*** Provided information

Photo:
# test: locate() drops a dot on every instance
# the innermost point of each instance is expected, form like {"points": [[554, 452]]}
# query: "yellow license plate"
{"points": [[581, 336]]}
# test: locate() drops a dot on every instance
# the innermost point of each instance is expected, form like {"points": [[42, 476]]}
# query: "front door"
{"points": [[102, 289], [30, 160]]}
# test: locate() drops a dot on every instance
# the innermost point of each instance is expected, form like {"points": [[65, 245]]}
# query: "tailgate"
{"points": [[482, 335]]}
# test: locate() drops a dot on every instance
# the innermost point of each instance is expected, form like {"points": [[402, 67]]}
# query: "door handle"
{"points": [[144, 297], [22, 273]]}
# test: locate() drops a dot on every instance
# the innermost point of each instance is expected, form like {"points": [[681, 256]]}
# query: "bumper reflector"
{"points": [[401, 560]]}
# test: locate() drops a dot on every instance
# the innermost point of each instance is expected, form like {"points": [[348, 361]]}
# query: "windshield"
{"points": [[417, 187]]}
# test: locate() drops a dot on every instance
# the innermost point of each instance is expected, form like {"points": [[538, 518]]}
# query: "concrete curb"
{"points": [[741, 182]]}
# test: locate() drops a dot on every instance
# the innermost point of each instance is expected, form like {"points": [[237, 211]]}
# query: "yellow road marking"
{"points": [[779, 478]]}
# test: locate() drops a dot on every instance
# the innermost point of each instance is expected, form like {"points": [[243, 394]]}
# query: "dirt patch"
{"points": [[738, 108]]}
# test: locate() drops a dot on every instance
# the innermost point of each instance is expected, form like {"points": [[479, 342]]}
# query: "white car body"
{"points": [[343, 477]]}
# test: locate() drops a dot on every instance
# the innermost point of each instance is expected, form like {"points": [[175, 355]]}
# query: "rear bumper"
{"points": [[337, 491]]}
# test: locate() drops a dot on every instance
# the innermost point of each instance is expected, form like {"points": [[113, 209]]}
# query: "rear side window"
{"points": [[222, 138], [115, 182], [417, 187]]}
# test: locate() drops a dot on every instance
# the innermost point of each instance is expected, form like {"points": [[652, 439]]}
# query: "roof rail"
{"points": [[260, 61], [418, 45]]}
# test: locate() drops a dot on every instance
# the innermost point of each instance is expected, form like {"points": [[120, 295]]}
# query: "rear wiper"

******

Give the material above again, word for word.

• **Task solution**:
Photo:
# test: locate() drops a dot on every instance
# the innermost point of each instance is expected, form like {"points": [[554, 452]]}
# query: "yellow license plate"
{"points": [[581, 336]]}
# test: locate() drops a dot on every instance
# the innermost point of each instance is expected, form like {"points": [[42, 476]]}
# query: "front door"
{"points": [[102, 289], [30, 160]]}
# test: locate() drops a dot on every instance
# the innermost point of each instance is expected, form like {"points": [[65, 245]]}
# query: "tailgate"
{"points": [[482, 335]]}
# test: locate() drops a dot on every instance
# the innermost point of each instance is expected, form like {"points": [[402, 67]]}
# query: "door handle"
{"points": [[144, 297], [22, 273]]}
# test: locate() drops a dot on every instance
# the innermost point of each instance is expected, form like {"points": [[681, 256]]}
# query: "bumper reflector"
{"points": [[401, 560]]}
# test: locate() drops a dot on every instance
# the innermost point of each instance is expected, form like {"points": [[348, 361]]}
# query: "windshield"
{"points": [[417, 187]]}
# test: locate() drops a dot on every instance
# the innermost point of each instance is expected, form like {"points": [[538, 518]]}
# query: "concrete curb"
{"points": [[741, 182]]}
# test: locate() drops a dot on every instance
# the innermost point of each instance is expected, form like {"points": [[237, 211]]}
# query: "yellow road marking"
{"points": [[779, 478]]}
# test: locate() drops a dot on every instance
# the innermost point of each instance is expected, form like {"points": [[243, 394]]}
# query: "dirt patch"
{"points": [[738, 108]]}
# test: locate() drops a dot on every instance
# the innermost point of each instance is expected, form like {"points": [[479, 342]]}
# query: "white car body"
{"points": [[343, 477]]}
# test: locate() drops a dot on every instance
# the innermost point of each instance is expected, form like {"points": [[175, 355]]}
# query: "rear bumper"
{"points": [[337, 491]]}
# test: locate() drops a dot on every instance
# the innermost point of each instance is expected, form like {"points": [[113, 209]]}
# query: "rear side window"
{"points": [[222, 138], [115, 182], [417, 187]]}
# test: locate() drops a dot on every instance
# the innermost point of each instance is expected, form like {"points": [[652, 439]]}
# query: "roof rail"
{"points": [[260, 61], [418, 45]]}
# test: locate() drops a dot on every instance
# the innermost point of each instance is expected, form like {"points": [[120, 295]]}
# query: "rear wiper"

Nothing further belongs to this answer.